## 指示内容 A
抜粋によれば、2022年のG7サミットはどこで開催されましたか。
## 指示内容 B
抜粋のうち、「2022年6月26日~28日」から「合意されたことが分かります。」までを、両端の語句も含めて一字一句変えずに引用してください。
## 指示内容 C
抜粋の内容を2文で要約してください。

## 提供された抜粋
◆ ◆ ◆ ◆ ◆

カーボンプライシングを巡る政策動向

G7サミット:政治的合意は未だ先

2022年6月26日~28日にドイツ・エルマウにてG7(主要7カ国首脳会議)サミットが開催されました。グローバルな協調が欠かせない気候変動分野。G7サミットの成果は重要度が高いため、ここではコミュニケ(声明)における気候変動関連の記述を要約します。全体を概観すると、これまでの国際的な取組みの堅持が合意されたことが分かります。

G7サミットのコミュニケにおける気候変動関連の内容

  • 2030年の排出削減目標が1.5℃目標に整合していない国に対し、COP27に先だって野心を高めることを求める
  • 10年間で排出ゼロ車両の販売を促進するとともに、道路部門の高度な脱炭素化を2030年までに実現することにコミットする
  • 2025年までに新興国への支援額を1,000億ドルに拡大するとの目標を踏まえ、この目標が2023年に達成されるよう進捗状況をCOP27までに示す
  • 生物多様性条約COP15第2部までに、国際的な生物多様性資金への具体的金額をプレッジすることを求める
  • MDBs(国際開発金融機関)に対して、パリ協定への整合のための方法論をCOP27より前に策定すること、生物多様性条約COP15第2部より前に国際的な生物多様性資金への具体的金額をプレッジすること、を求める
  • 2025年までに非効率な化石燃料補助金を廃止するコミットメントを確認する
  • 開放的・協調的・国際的な気候クラブの目標を支持し、気候クラブを2022年末までに設立するために連携する
  • エネルギー価格の上昇を抑制する方策を国際的なパートナーと共に探求するEUの決定を歓迎する(適切な場合に一時的に輸入上限価格を導入することを含む)

◆ ◆ ◆ ◆ ◆

## データの行
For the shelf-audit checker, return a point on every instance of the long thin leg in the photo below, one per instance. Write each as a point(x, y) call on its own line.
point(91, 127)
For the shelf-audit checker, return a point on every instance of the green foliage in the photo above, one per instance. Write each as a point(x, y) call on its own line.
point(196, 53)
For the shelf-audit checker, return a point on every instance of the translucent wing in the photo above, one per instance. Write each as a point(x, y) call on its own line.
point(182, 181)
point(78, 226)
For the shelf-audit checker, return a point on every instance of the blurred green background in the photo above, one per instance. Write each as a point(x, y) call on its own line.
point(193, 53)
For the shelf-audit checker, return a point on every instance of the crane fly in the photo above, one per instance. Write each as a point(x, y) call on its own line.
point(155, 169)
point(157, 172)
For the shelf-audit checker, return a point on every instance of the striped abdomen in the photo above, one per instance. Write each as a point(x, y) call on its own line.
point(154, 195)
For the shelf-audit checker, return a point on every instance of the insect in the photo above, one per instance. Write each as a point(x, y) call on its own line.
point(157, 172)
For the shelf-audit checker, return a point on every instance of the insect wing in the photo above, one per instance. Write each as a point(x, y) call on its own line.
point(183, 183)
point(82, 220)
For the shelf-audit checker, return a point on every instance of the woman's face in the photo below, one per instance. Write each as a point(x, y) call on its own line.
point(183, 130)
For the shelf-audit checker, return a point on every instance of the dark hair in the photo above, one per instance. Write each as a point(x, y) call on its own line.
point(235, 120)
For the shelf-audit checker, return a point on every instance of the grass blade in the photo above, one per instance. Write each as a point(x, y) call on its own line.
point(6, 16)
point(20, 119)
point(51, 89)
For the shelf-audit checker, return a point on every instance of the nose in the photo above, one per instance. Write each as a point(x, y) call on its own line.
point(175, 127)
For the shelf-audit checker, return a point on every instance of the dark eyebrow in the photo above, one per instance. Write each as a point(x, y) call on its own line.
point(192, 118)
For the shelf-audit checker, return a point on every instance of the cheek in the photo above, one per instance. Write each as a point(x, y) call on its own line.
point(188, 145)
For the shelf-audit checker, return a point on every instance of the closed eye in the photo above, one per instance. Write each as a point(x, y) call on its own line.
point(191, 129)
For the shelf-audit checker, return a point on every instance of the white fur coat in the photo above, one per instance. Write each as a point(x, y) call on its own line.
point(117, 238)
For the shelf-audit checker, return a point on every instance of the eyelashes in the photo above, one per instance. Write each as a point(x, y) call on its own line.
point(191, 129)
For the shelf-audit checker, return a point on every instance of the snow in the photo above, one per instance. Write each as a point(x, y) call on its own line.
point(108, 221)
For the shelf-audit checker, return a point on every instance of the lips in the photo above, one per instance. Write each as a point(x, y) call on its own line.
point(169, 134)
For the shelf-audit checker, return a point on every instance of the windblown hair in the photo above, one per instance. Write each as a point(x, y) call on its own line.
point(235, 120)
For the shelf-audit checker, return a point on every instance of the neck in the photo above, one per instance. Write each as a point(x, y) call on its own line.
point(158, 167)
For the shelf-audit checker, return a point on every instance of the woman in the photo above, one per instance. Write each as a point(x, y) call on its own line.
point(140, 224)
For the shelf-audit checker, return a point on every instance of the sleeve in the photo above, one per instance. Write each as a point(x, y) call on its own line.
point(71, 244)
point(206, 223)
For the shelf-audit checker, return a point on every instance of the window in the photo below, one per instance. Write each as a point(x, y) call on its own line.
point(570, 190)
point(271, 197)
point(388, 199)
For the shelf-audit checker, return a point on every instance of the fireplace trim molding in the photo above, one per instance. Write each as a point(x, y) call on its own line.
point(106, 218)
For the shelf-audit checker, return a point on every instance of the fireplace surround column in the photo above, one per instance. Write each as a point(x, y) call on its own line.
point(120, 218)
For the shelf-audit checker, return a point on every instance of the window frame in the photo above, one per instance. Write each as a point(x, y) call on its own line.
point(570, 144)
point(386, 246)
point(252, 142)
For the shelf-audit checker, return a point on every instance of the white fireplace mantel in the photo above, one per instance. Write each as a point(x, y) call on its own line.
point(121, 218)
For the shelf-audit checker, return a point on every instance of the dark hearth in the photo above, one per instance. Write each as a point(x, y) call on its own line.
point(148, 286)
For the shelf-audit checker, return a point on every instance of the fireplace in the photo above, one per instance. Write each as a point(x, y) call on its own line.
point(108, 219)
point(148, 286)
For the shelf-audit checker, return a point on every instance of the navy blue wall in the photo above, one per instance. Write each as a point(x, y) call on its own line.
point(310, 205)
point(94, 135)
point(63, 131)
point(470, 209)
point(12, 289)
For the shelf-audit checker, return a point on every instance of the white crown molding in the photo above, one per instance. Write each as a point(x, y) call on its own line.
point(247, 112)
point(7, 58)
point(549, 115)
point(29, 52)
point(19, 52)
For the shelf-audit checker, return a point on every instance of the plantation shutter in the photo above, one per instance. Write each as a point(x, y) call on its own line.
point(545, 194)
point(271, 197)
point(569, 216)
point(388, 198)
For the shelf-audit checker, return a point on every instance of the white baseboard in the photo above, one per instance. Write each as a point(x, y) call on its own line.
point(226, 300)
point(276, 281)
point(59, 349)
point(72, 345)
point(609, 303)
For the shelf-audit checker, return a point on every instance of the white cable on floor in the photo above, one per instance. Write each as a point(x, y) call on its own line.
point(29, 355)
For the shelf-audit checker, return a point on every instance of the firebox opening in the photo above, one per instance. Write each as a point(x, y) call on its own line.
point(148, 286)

◆ ◆ ◆ ◆ ◆

## 出力全文 A
ドイツ・エルマウです。

## 出力全文 B
2022年6月26日~28日にドイツ・エルマウにてG7(主要7カ国首脳会議)サミットが開催されました。グローバルな協調が欠かせない気候変動分野。G7サミットの成果は重要度が高いため、ここではコミュニケ(声明)における気候変動関連の記述を要約します。全体を概観すると、これまでの国際的な取組みの堅持が合意されたことが分かります。

## 出力全文 C
2022年6月26日~28日にドイツ・エルマウでG7サミットが開催され、そのコミュニケ全体を通して、これまでの国際的な取組みの堅持が合意されました。気候変動関連では、排出削減の野心の向上、道路部門の脱炭素化、新興国への支援拡大、2025年までの非効率な化石燃料補助金の廃止、2022年末までの気候クラブ設立に向けた連携などが盛り込まれています。